* _What you have to do_
Please rewrite the data below, swapping every "with a marker" for "with a pin" and keeping everything else the same. Leave the pictures out of your answer.

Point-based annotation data
begin
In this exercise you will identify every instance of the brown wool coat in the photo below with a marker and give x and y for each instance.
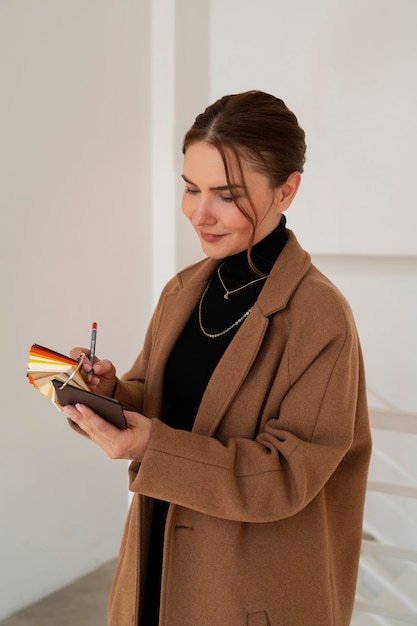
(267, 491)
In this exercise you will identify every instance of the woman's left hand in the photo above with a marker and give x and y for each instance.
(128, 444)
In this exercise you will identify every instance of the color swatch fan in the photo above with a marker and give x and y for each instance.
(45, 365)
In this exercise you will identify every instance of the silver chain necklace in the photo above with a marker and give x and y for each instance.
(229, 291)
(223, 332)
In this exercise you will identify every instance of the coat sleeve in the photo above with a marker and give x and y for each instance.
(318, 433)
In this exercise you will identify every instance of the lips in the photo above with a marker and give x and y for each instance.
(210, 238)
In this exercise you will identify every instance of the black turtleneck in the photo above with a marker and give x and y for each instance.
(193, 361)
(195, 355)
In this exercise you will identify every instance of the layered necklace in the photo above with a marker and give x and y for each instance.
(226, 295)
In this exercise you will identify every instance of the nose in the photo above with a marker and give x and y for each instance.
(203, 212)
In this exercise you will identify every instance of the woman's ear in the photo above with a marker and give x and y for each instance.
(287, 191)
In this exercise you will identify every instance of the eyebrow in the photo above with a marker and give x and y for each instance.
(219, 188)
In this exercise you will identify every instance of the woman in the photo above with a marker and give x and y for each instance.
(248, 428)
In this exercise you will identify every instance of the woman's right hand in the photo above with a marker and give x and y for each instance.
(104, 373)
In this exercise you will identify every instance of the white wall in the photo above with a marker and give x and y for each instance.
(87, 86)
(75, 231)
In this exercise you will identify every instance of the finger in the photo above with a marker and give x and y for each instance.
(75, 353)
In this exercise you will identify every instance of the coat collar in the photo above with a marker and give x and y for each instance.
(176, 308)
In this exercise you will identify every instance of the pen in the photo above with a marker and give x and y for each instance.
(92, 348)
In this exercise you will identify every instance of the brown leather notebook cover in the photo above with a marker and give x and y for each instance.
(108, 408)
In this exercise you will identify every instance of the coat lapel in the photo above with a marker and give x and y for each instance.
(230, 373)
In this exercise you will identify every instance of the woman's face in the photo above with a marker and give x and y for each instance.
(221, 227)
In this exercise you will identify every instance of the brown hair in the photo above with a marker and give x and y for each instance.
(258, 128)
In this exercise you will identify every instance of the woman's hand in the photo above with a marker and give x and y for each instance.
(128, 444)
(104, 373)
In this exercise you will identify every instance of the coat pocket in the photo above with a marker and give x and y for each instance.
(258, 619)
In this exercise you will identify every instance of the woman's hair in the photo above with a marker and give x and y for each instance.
end
* _In response_
In this exercise you will identify every instance of the brown wool coat in the photo below with a pin and give x and y for each instance.
(267, 491)
In this exercise you will identify every instance of the woman's left hand in the photo above with a pin and give x and y for each instance.
(128, 444)
In this exercise you will identify every instance of the color swatch fan in the photo above with a pin and give x and y for each instance.
(45, 365)
In this exercise you will identify every instance of the silver chain necklace in the photo above with a pin and give x and y for each instance.
(229, 291)
(223, 332)
In this exercise you will identify every instance of the coat sleeve in the photo above with a pin and give x and y for each instance.
(318, 433)
In this exercise you will identify every instance of the lips in the photo above with a pin and give x and y for each instance.
(210, 238)
In this exercise you will identify every instance of the black turtleneck in the photo above with a pin and give x and y for each instance.
(193, 361)
(195, 355)
In this exercise you will identify every instance of the layered necklace in the photo above with a pin and give x and y for each instance.
(226, 295)
In this exercise you will identify every instance of the nose in the photo above with a pin and give x and y for each instance.
(203, 212)
In this exercise you will identify every instance of the woman's ear in the photo above with a pin and give x and y for each instance.
(287, 191)
In this exercise you will identify every instance of the eyebrow in the photo above with a pin and give x and y for each instance.
(219, 188)
In this exercise you will identify every instance of the woman in the photo above with a pin and give x and y for each instance.
(248, 428)
In this exercise you will identify every instance of the woman's right hand in the photo above with a pin and give x and y for each instance.
(104, 373)
In this exercise you will identify every instance of the white wall in the photo above with a pin and give x and y for each instance.
(87, 86)
(75, 231)
In this exercise you will identify every instance of the finger in the photo above with a pin and give x and y for each instance.
(75, 353)
In this exercise you will identify every instance of the coat collar in the photo above with a pin and give x and y for each instance.
(176, 308)
In this exercise you will identify every instance of the pen in the photo above with a pin and give x and y for each instance.
(92, 348)
In this exercise you will identify every instance of the brown leather notebook cover in the photo above with a pin and give x and y for each instance.
(108, 408)
In this exercise you will identify every instance of the coat lapel in the photo above with a pin and give x and y for each instance.
(230, 373)
In this exercise you will identify every instance of the woman's face in the photo above with a pin and give x and y for each instance.
(221, 227)
In this exercise you will identify every instance of the brown hair in the photo above with a pin and give x and y for each instance.
(258, 128)
In this exercise you will identify every instance of the woman's hand in the photo above with a pin and give x and y for each instance.
(128, 444)
(104, 373)
In this exercise you will identify every instance of the coat pocket in the photo above with a pin and give x and y for each instance.
(258, 619)
In this exercise you will identify every instance of the woman's hair in the photo above with a pin and give x and y for each instance.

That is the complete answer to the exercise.